- Page excerpt:
····················
President of All India Muslim Personal Law Board
- Succeeded by: Rabey Hasani Nadwi

1st President of Islamic Fiqh Academy
- In office "office established" – 4 April 2002
- Succeeded by: Zafeeruddin Miftahi

Personal details
- Born: 1936 Jale, Darbhanga, British India
- Died: 4 April 2002 (aged 65–66)

Personal life
- Education: Darul Uloom Deoband
- Relatives: Khalid Saifullah Rahmani (nephew); Omar Abedeen Qasmi Madani (grandnephew);

Religious life
- Religion: Islam
- Denomination: Sunni Hanafi
- Founder of: Islamic Fiqh Academy
- Movement: Deobandi

Muslim leader
- Disciple of: Hussain Ahmad Madani, Sayyid Minatullah Rahmani

= Mujahidul Islam Qasmi =

Indian Mufti

Mujahidul Islam Qasmi (1936–4 April 2002) was an Indian Mufti, Qadhi and Islamic scholar, founder of Islamic Fiqh Academy. He served as the President of All India Muslim Personal Law Board.
····················
- Extracted information:
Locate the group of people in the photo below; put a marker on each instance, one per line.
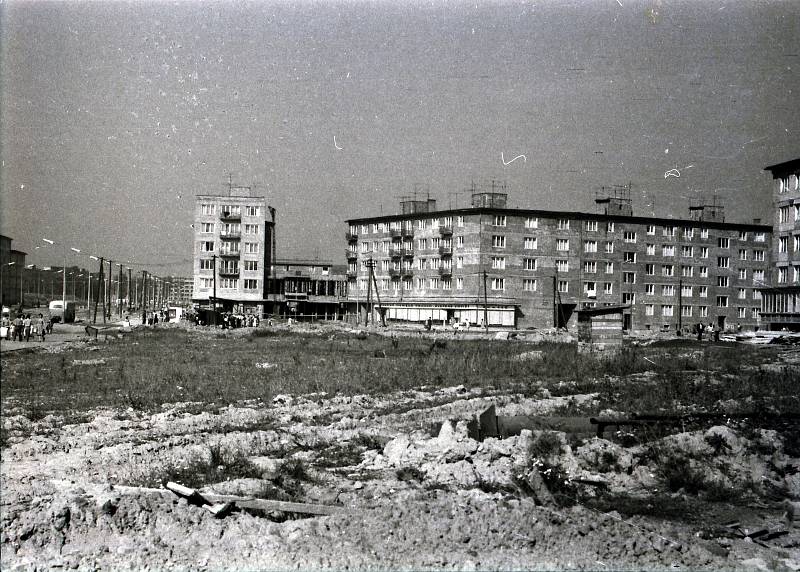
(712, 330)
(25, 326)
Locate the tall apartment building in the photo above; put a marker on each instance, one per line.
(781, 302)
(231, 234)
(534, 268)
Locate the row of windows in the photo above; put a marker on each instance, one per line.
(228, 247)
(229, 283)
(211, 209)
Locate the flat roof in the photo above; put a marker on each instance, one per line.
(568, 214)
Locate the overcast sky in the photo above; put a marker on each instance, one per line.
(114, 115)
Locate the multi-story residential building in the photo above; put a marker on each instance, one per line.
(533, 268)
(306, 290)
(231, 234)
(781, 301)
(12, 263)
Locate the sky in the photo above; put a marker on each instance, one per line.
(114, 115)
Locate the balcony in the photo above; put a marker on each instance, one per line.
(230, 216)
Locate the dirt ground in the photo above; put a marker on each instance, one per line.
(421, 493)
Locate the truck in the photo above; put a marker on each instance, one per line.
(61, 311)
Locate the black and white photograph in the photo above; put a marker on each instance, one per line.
····················
- What you need to do:
**a)** Which people other than Mujahidul Islam Qasmi himself are named in the profile of Mujahidul Islam Qasmi? List every one.
**b)** Where was Mujahidul Islam Qasmi educated, according to his profile?
**c)** Return the portion of the Mujahidul Islam Qasmi profile starting at "Mujahidul Islam Qasmi (1936–4" and ending at "Personal Law Board.", copied without any change.

- Answers to the problems:
**a)**
- Rabey Hasani Nadwi
- Zafeeruddin Miftahi
- Khalid Saifullah Rahmani
- Omar Abedeen Qasmi Madani
- Hussain Ahmad Madani
- Sayyid Minatullah Rahmani

**b)** Darul Uloom Deoband

**c)**
Mujahidul Islam Qasmi (1936–4 April 2002) was an Indian Mufti, Qadhi and Islamic scholar, founder of Islamic Fiqh Academy. He served as the President of All India Muslim Personal Law Board.